:: WHAT YOU NEED TO DO ::
Please count the lines in the data below that contain the string "camera", treating uppercase and lowercase as different. Reply with the number only.

[Entries for labeling object positions]
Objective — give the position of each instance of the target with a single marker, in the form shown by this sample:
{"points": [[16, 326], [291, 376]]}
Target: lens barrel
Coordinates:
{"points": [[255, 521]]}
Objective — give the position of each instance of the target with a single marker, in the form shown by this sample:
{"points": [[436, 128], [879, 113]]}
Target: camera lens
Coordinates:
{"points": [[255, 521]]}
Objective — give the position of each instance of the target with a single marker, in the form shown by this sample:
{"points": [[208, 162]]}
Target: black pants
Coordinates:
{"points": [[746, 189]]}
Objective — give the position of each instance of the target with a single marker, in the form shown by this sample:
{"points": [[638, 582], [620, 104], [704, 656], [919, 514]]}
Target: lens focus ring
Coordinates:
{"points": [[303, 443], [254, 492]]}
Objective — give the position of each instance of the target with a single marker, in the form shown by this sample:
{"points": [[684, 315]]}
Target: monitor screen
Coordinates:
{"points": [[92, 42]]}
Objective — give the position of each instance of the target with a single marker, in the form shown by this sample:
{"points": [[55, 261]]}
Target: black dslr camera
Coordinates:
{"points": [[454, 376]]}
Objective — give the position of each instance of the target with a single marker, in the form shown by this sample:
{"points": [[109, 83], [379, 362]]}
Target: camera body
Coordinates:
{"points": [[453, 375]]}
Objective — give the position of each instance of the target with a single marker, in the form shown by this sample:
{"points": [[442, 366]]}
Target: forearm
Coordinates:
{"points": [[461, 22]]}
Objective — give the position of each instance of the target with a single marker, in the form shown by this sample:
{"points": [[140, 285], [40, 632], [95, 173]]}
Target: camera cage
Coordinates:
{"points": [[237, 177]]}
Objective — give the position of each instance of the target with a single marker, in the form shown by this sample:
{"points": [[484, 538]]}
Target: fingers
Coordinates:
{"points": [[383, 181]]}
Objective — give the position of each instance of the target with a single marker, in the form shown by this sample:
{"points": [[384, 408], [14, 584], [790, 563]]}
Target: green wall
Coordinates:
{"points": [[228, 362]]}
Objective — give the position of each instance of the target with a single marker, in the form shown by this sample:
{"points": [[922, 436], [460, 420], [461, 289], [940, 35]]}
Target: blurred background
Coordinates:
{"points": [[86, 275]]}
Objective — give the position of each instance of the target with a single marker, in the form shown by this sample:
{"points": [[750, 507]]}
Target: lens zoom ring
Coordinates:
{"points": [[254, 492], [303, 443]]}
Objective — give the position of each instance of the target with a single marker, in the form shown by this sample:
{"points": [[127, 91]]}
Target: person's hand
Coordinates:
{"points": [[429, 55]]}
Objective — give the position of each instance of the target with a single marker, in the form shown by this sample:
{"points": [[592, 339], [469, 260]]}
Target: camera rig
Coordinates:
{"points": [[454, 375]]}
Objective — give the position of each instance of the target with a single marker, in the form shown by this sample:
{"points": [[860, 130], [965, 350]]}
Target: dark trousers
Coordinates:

:: THE OUTPUT ::
5